> DADOS DE ORIGEM
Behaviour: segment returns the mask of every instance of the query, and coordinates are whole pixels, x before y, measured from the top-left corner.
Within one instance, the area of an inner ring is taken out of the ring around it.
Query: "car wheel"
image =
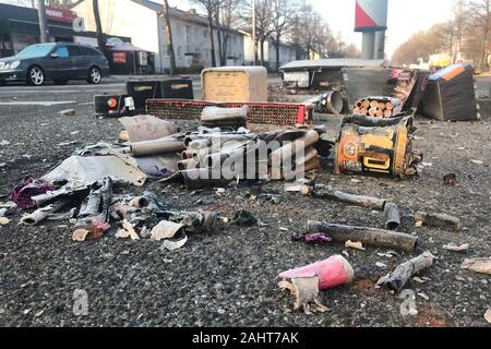
[[[45,83],[45,72],[40,67],[31,67],[27,70],[27,84],[31,86],[41,86]]]
[[[88,72],[87,82],[89,84],[97,85],[100,83],[101,80],[103,80],[103,73],[100,72],[100,69],[98,69],[97,67],[91,68],[89,72]]]

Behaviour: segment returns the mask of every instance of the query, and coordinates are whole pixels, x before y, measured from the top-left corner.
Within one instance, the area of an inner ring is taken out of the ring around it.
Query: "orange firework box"
[[[411,128],[412,117],[345,118],[336,143],[336,173],[416,174]]]

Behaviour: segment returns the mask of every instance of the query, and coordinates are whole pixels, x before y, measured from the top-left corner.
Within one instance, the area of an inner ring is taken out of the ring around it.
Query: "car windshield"
[[[23,49],[21,52],[19,52],[16,57],[20,58],[45,57],[48,56],[48,53],[52,50],[53,47],[55,44],[32,45]]]

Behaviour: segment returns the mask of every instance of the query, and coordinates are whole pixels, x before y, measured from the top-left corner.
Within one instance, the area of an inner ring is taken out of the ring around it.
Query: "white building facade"
[[[79,16],[85,19],[87,31],[95,31],[93,1],[84,0],[73,7]],[[155,71],[164,73],[170,67],[167,52],[167,34],[163,5],[148,0],[101,0],[100,20],[106,35],[131,37],[132,44],[155,55]],[[209,52],[208,23],[195,12],[170,9],[176,65],[178,68],[199,69],[212,65]],[[218,35],[216,28],[215,56],[218,57]],[[228,36],[227,65],[244,64],[244,35],[236,31],[221,29],[221,36]]]

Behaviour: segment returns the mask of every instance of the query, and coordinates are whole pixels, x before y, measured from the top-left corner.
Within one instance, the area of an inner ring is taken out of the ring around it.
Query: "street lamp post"
[[[254,47],[254,65],[258,65],[256,57],[258,57],[258,46],[255,40],[255,0],[252,0],[252,43]]]
[[[48,43],[49,40],[49,28],[48,23],[46,21],[46,7],[45,0],[37,0],[37,15],[39,16],[39,32],[40,32],[40,41]]]

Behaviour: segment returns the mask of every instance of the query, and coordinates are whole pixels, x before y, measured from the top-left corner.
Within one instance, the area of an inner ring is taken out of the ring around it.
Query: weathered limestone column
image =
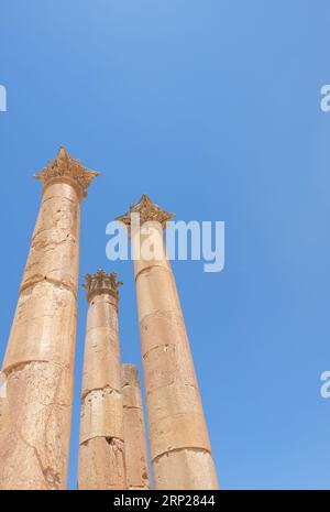
[[[189,341],[164,249],[163,229],[172,217],[144,195],[118,218],[131,231],[135,258],[154,487],[217,489]]]
[[[88,316],[84,358],[79,490],[125,489],[123,400],[114,272],[86,275]]]
[[[98,173],[62,148],[43,197],[2,370],[0,489],[65,489],[75,359],[80,200]]]
[[[150,478],[143,405],[139,371],[134,364],[122,366],[122,393],[128,489],[147,490]]]

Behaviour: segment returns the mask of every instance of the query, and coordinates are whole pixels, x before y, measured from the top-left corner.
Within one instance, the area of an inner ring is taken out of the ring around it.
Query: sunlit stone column
[[[189,341],[164,249],[163,229],[172,217],[144,195],[118,218],[130,229],[134,250],[154,487],[217,489]]]
[[[88,316],[78,489],[125,489],[123,401],[114,272],[86,275]]]
[[[128,489],[150,489],[147,450],[139,371],[122,366],[123,418]]]
[[[94,173],[62,148],[43,197],[2,370],[0,489],[65,489],[75,359],[80,200]]]

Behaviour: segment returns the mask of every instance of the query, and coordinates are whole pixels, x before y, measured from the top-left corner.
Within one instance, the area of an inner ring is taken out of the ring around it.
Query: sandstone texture
[[[128,489],[150,489],[147,449],[138,368],[122,366],[123,425]]]
[[[132,214],[140,214],[134,230]],[[155,489],[218,489],[193,357],[163,232],[173,217],[147,196],[119,217],[134,247],[134,276]],[[158,222],[158,225],[155,225]],[[161,242],[160,242],[161,240]],[[163,251],[160,253],[160,243]],[[145,248],[157,248],[154,258]]]
[[[0,489],[66,488],[80,200],[95,175],[64,149],[36,175],[42,204],[2,367]]]
[[[78,489],[125,489],[123,397],[116,274],[86,275]]]

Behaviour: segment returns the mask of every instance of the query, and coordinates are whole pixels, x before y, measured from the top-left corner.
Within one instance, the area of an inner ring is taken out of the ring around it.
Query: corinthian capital
[[[88,301],[100,293],[108,293],[112,297],[119,298],[118,287],[123,283],[122,281],[117,281],[116,272],[107,274],[100,269],[95,274],[86,274],[85,279],[86,283],[82,284],[82,287],[87,290]]]
[[[63,146],[52,162],[48,162],[40,173],[34,174],[36,179],[43,182],[44,189],[51,183],[65,182],[75,186],[82,197],[87,196],[86,190],[95,176],[99,176],[99,173],[84,167],[80,160],[72,159]]]
[[[146,194],[143,194],[139,203],[131,205],[129,211],[117,217],[116,220],[123,222],[129,229],[131,228],[131,214],[140,214],[140,224],[143,225],[147,221],[156,221],[162,225],[163,228],[166,227],[166,222],[169,219],[173,219],[174,214],[160,208],[158,205],[153,203]]]

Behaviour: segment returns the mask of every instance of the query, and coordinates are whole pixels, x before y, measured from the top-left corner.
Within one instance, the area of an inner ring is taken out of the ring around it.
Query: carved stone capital
[[[117,299],[119,298],[118,287],[123,283],[122,281],[117,281],[116,272],[107,274],[102,269],[100,269],[95,274],[86,274],[85,279],[86,283],[82,284],[82,287],[87,290],[86,295],[88,302],[101,293],[107,293]]]
[[[52,162],[48,162],[40,173],[34,174],[36,179],[43,182],[43,189],[51,183],[64,182],[73,185],[81,197],[87,196],[86,190],[96,176],[99,176],[99,173],[84,167],[80,161],[72,159],[63,146]]]
[[[127,228],[130,230],[131,214],[140,214],[141,226],[147,221],[156,221],[160,222],[163,228],[166,227],[167,220],[173,219],[173,217],[175,217],[174,214],[169,214],[168,211],[165,211],[162,208],[160,208],[160,206],[153,203],[146,194],[143,194],[139,203],[136,203],[135,205],[131,205],[129,211],[117,217],[116,220],[124,224]]]

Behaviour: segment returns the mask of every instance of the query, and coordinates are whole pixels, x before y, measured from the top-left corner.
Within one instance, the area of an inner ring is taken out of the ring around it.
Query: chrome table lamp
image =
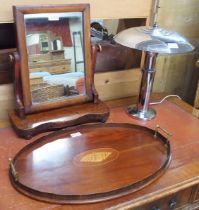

> OBJETIVO DO EXERCÍCIO
Identifique nos dados acima todas as linhas que contêm a palavra "lamp" e copie cada uma delas, diferenciando maiúsculas de minúsculas.

> SOLUÇÃO DA TAREFA
Query: "street lamp post"
Query: chrome table lamp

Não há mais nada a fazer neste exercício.